### Passage provided
--*--

Tuesday, August 22, 2017

The Rockford Files (1975)

Performer: Mike Post                                         Writers: Mike Post & Pete Carpenter
Highest US Chart Position: #10                           Label: MGM Records
Musicians: Tommy Morgan (harp), Dan Ferguson (dobro), Mike Baird (drums)

Though the show ran from the time I started junior high until I graduated high school, I can’t remember ever sitting down to watch any episodes of The Rockford Files. In thinking back on it, I never really watched any crime dramas. Manix, Cannon, Ironside, Kojak, Hawaii Five-0, The Streets of San Francisco all passed unnoticed by me throughout the decade. The theme song to "The Rockford Files" by Mike Post, however, was an entirely different story. I’m pretty sure it was my sister who bought the 45, but it spent a lot of time in my room. Another of the great things about pop music in the seventies is how many instrumental TV themes made it into the charts. This is one of the good ones. Because James Garner himself was from Oklahoma, Post decided to go slightly Southern blues with the song, using harmonica and dobro, and it definitely set it apart from other themes at the time. The backing orchestra is something Post called “a chamber group on steroids,” two flutes, two French horns, and two trombones. Post and co-writer Pete Carpenter actually set out to make a hit record with the song--as they did with most of their themes. But Post was smart. He waited until the show had a season under its belt and had become a hit on television before releasing the song as a single.

--*--

### Records shown
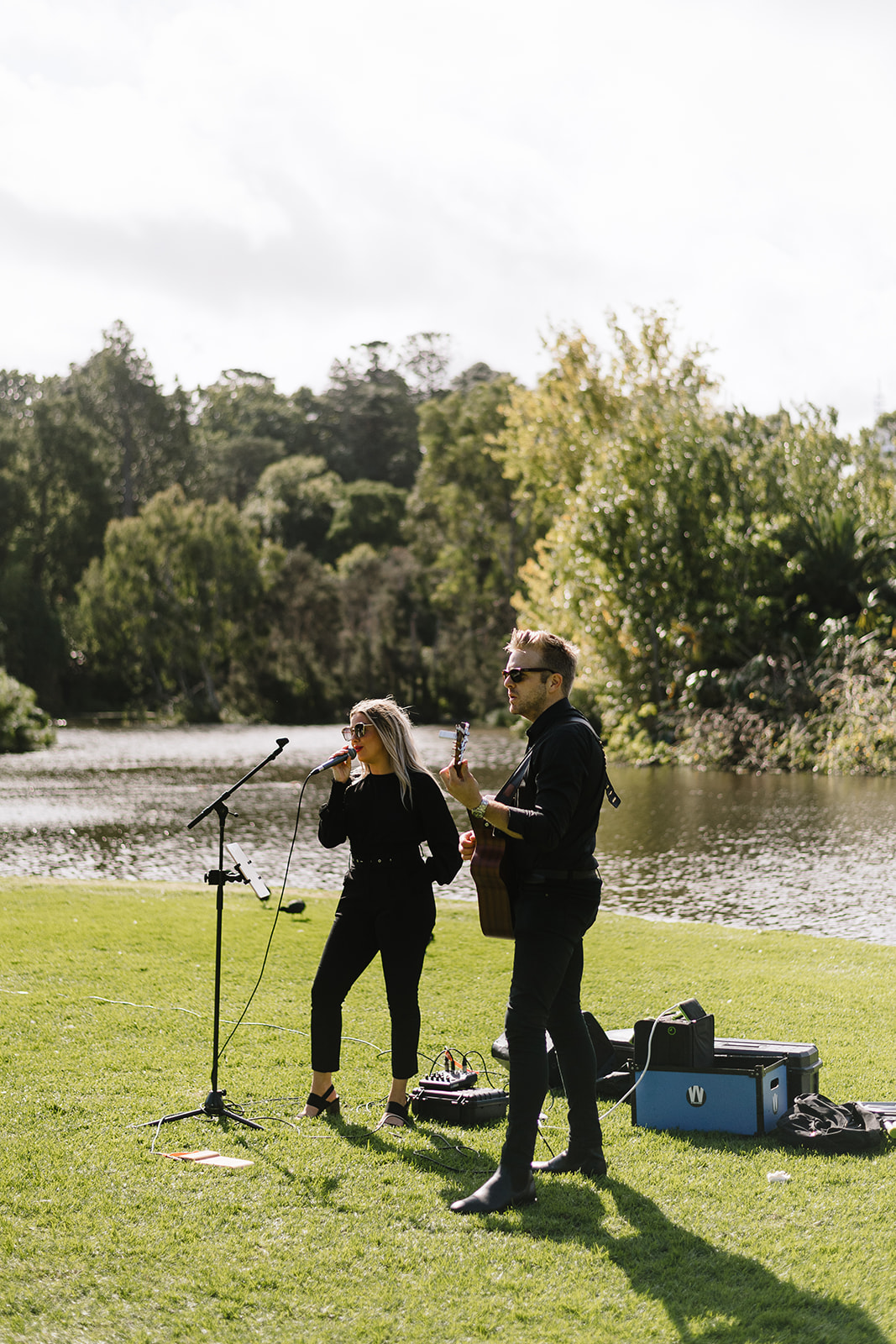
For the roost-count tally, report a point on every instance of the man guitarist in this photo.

--*--

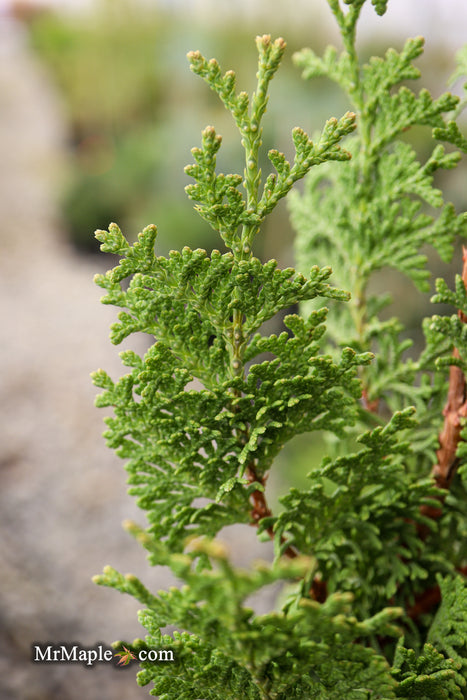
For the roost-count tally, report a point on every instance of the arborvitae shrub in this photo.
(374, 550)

--*--

### Aim A
Condense the paragraph in the Rockford Files piece that begins "Though the show ran from the time" into a short bulleted list that keeps its main facts.
### Aim B
According to the Rockford Files piece, which instruments made up the backing orchestra on the theme?
### Aim C
Carry the Rockford Files piece forward from its final sentence with a few more sentences in the same voice.

### Final answer A
- The writer never watched The Rockford Files, or any other crime drama of the decade, though the show ran from the writer's junior high years through high school graduation.
- Mike Post's theme song was different: the 45, probably bought by the writer's sister, spent a lot of time in the writer's room.
- Many instrumental TV themes reached the pop charts in the seventies, and this is one of the good ones.
- Because James Garner was from Oklahoma, Post gave the song a slightly Southern blues sound with harmonica and dobro, which set it apart from other themes of the time.
- Post called the backing orchestra "a chamber group on steroids": two flutes, two French horns, and two trombones.
- Post and co-writer Pete Carpenter set out to make a hit record, as they did with most of their themes.
- Post waited until the show had a season behind it and was a hit on television before releasing the song as a single.

### Final answer B
Two flutes, two French horns, and two trombones.

### Final answer C
The song begins with a three eighth-note pick-up by the rhythm section. But then it is only the brass who hit on the downbeat, with the melody waiting until the upbeat of one to finish the phrase with two quarter notes, Tommy Morgan’s harmonica playing over the first time and Dan Ferguson’s dobro playing over the second. After two times around the intro the distinctive melody comes in on the Moog synthesizer and plays twice through. Though Mike Baird plays a backbeat on the snare, the way the melody comes down on all four beats evenly seems to give the whole song a call-and-response feel underneath. Morgan plays the harmonica on the bridge with the horns playing countermelody, but the emphasis on the four-beat nature of the song gives it the feel of a march at that point. At the end of the bridge the drums and horns play a series of accents together, then the everyone drops out but the bass playing beneath Morgan’s single-note vibrato. Then the whole thing begins again. On the third time through, however, Dan Ferguson plays a terrific solo over a section with just drums and percussion punctuated by the horns that Post added later for the single. This time on the bridge it’s just the horns playing the melody without Morgan and ends with some terrific slide work by Dan Ferguson on guitar. From there the song repeats the melody with Ferguson soloing as the song fades out.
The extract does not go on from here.